Lejos de atribuir mera maldad personal al Almirante frente a la bondad del fraile, sitúa los hechos como propios de un sistema: «La reina, allá en España, dicen que era buena, y mandó a un gobernador que sacase a los indios de la esclavitud; pero los encomenderos le dieron al gobernador buen vino, y muchos regalos, y su porción en las ganancias, y fueron más que nunca los muertos, las manos cortadas, los siervos de las encomiendas, los que se echaban de cabeza al fondo de las minas».
Resulta significativo el tratamiento que Martí dedica en Patria, vocero de la revolución independentista, a la figura de Colón. A ello contribuían circunstancias que se trenzaban: el periódico se fundó el 14 de marzo de 1892, año que traería el aniversario 400 de la llegada del genovés y su marinería a tierras de América. La conmemoración de ese hecho, lejos de limitarse al año mencionado, propició el despliegue de posiciones colonialistas y colonizadas a la cuales el culto de Colón, y del llamado Descubrimiento de América, les resultaba afín y les daba cauces para manifestarse.
Juicios que hemos visto expresados por Martí prueban que no ignoraba lo que hubo de riesgo en los viajes de Colón, sobre todo en el primero, ni lo que representaron para fijar la comunicación entre Europa y las tierras que luego de 1492 serían bautizadas con el nombre de América, en homenaje a un banquero y cosmógrafo italiano, Américo Vespucio. Esa comunicación fue el gran aporte de la empresa colombina, pues los empeños anteriores no pasaron de ser hazañas aisladas. Pero quizás el revolucionario nunca elogió más resueltamente a Colón que cuando lo hizo para desarmar ideológicamente, con sus mismos referentes, a quienes, signados por el sometimiento a la hispanofilia colonialista o colonizada, menospreciaban la fuerza del independentismo.

## LO QUE SE PIDE
Según el fragmento sobre Martí y Colón, ¿en qué fecha se fundó el periódico Patria? Las líneas que siguen al fragmento no guardan relación con él.

## CONTENIDO DEL CONJUNTO
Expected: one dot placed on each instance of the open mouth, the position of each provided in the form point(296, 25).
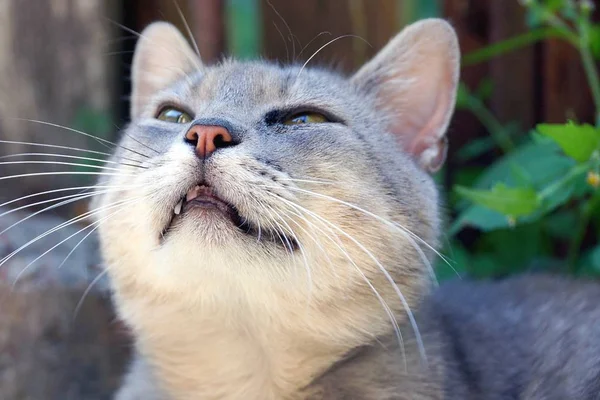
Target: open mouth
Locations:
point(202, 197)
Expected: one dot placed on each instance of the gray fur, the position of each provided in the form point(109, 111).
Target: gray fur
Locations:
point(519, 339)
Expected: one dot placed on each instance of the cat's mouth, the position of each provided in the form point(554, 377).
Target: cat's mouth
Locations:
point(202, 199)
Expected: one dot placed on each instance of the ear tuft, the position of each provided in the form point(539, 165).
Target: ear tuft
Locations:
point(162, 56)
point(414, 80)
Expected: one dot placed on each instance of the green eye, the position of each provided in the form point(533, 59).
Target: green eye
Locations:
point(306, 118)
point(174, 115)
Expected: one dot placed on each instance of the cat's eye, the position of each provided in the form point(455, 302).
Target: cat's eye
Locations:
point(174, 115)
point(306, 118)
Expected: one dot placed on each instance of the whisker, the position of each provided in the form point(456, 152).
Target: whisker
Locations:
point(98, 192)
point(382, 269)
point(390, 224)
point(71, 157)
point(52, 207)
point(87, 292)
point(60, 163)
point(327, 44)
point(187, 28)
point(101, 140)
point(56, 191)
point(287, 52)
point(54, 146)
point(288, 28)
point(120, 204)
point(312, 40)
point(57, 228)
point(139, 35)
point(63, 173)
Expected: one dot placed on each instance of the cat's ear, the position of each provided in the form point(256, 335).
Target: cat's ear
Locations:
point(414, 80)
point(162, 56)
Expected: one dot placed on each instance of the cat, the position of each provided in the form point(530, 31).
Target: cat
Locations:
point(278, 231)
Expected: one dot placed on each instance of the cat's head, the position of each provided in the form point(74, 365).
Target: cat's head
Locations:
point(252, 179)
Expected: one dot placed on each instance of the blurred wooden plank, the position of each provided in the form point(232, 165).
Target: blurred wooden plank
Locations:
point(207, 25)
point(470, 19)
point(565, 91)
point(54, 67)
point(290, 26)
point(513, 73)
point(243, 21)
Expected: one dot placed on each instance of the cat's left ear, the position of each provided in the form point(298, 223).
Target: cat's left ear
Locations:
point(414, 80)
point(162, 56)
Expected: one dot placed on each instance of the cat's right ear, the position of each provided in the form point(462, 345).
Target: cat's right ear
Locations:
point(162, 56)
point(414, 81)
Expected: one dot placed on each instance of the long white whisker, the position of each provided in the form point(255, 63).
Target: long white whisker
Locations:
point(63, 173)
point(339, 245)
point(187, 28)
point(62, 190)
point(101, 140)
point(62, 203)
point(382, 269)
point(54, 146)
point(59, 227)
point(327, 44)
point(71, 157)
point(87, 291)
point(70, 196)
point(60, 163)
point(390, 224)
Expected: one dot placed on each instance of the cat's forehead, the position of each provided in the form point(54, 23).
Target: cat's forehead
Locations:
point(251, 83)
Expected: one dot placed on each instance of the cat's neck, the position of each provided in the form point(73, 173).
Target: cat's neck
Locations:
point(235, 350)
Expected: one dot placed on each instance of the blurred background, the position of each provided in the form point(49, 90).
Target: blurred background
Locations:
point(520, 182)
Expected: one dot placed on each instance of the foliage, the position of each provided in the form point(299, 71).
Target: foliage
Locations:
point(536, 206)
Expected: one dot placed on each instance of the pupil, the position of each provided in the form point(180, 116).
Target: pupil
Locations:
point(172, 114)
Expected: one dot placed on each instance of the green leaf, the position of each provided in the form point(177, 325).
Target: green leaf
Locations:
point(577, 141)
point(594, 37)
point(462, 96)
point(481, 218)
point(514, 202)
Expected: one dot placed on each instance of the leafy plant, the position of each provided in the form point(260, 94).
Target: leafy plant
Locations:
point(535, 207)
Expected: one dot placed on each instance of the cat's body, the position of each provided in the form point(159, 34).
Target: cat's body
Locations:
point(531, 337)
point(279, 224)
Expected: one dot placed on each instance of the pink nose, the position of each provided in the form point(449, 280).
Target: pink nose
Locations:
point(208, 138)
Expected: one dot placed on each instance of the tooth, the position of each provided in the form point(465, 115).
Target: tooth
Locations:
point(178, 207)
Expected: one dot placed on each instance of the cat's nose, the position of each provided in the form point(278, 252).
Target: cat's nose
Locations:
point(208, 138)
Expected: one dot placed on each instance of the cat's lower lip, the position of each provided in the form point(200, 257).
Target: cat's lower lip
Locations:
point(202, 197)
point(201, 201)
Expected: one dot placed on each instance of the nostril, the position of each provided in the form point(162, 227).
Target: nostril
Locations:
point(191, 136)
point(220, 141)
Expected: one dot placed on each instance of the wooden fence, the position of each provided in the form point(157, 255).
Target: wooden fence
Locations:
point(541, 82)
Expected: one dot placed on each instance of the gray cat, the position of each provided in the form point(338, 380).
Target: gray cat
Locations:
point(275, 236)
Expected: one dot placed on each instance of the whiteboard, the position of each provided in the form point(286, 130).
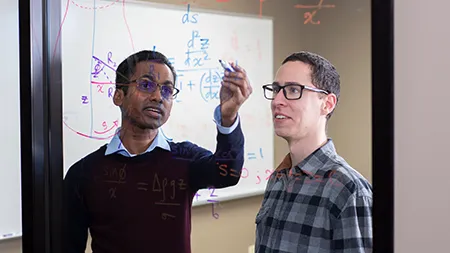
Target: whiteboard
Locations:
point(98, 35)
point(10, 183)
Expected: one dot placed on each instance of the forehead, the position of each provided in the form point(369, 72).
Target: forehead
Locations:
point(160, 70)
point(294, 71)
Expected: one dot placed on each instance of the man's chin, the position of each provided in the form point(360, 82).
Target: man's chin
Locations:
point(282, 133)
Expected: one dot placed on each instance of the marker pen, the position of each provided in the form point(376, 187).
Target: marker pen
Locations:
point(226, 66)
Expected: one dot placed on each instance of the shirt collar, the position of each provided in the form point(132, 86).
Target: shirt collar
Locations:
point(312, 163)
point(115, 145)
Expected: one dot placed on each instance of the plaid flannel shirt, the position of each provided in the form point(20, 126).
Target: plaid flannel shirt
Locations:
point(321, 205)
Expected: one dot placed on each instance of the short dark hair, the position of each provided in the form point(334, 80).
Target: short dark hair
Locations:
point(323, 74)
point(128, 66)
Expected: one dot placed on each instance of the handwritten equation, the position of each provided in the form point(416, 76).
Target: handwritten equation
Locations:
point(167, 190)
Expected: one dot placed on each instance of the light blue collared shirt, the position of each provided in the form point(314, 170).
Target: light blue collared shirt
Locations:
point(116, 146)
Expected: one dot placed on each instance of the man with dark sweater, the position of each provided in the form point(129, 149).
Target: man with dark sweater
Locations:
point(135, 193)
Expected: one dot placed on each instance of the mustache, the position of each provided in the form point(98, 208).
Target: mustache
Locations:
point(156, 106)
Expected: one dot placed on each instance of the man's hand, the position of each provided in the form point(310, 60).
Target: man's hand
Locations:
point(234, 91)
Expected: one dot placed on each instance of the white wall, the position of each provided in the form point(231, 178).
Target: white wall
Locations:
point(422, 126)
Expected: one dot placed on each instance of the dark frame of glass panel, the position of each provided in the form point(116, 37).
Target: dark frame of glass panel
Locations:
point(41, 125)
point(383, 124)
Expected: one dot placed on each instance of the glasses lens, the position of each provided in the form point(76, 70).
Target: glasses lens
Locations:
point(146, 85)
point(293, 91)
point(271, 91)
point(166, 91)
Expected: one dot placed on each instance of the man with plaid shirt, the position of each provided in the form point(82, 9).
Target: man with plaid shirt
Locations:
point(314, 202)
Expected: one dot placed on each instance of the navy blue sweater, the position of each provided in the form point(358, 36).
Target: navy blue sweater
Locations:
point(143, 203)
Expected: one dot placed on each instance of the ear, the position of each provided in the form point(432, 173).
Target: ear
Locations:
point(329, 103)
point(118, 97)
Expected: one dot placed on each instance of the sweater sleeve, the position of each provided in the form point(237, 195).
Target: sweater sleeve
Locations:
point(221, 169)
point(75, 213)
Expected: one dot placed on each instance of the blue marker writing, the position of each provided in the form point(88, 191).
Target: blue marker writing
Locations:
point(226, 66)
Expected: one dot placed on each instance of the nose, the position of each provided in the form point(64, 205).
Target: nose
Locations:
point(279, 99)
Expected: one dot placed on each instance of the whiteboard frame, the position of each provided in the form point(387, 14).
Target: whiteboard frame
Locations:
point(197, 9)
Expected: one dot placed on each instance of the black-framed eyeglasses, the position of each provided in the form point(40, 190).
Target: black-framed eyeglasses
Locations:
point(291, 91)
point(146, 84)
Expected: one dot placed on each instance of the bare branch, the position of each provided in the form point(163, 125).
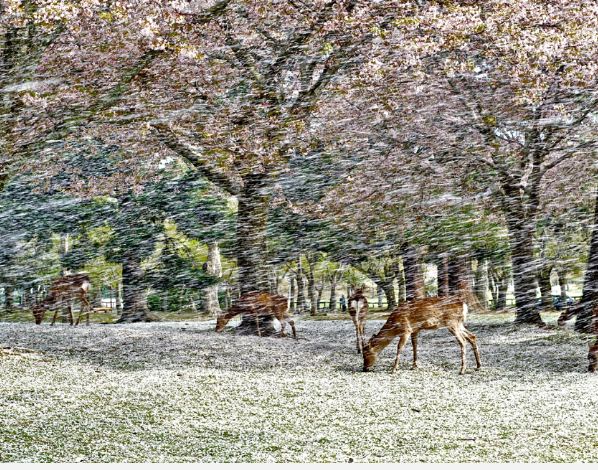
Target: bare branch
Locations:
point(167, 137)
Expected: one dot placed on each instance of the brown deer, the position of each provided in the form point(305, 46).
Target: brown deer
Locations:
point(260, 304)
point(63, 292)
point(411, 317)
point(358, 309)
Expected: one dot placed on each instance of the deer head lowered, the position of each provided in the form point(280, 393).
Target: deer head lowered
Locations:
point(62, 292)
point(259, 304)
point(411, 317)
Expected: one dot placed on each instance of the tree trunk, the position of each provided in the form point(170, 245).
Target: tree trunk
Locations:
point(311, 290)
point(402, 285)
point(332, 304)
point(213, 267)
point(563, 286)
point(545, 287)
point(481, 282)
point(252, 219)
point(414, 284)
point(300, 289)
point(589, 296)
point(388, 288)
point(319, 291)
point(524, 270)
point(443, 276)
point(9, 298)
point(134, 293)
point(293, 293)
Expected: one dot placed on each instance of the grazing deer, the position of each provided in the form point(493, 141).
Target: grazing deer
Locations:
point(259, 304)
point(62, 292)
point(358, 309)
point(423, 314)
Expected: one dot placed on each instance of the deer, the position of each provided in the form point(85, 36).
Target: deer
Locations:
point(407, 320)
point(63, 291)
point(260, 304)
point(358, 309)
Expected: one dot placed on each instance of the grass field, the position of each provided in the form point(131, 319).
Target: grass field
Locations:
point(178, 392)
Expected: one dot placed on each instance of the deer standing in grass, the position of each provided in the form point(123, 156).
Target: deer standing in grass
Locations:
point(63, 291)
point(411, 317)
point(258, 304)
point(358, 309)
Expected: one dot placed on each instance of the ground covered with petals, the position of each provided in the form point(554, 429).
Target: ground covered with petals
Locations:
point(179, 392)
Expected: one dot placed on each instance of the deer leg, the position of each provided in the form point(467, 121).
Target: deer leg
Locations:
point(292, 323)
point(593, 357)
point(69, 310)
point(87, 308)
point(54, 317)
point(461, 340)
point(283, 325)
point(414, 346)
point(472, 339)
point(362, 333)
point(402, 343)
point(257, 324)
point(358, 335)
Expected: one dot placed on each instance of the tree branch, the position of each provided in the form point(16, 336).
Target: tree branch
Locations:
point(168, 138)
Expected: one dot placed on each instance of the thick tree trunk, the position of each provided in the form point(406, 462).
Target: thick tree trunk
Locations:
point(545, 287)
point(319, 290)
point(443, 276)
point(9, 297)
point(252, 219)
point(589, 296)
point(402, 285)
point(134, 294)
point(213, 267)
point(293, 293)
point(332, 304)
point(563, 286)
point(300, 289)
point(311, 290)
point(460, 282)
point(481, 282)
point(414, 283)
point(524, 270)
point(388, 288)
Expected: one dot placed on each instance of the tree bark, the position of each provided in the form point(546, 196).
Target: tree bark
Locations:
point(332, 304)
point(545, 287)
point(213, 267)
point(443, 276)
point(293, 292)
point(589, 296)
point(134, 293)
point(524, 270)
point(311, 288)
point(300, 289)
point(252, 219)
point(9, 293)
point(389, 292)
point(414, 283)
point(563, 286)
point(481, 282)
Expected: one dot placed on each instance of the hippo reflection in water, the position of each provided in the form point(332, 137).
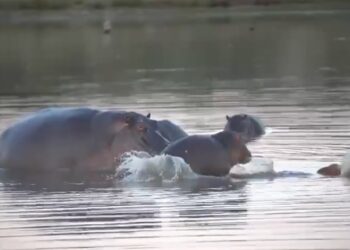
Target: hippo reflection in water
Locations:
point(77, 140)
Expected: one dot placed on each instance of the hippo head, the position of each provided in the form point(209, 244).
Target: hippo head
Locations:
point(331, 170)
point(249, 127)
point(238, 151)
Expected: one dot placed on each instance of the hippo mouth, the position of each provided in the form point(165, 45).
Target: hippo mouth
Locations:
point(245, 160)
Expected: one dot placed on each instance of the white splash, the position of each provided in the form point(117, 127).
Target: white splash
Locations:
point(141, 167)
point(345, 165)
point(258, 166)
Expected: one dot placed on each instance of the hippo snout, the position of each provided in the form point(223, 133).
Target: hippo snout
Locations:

## RESPUESTA ESPERADA
El 14 de marzo de 1892.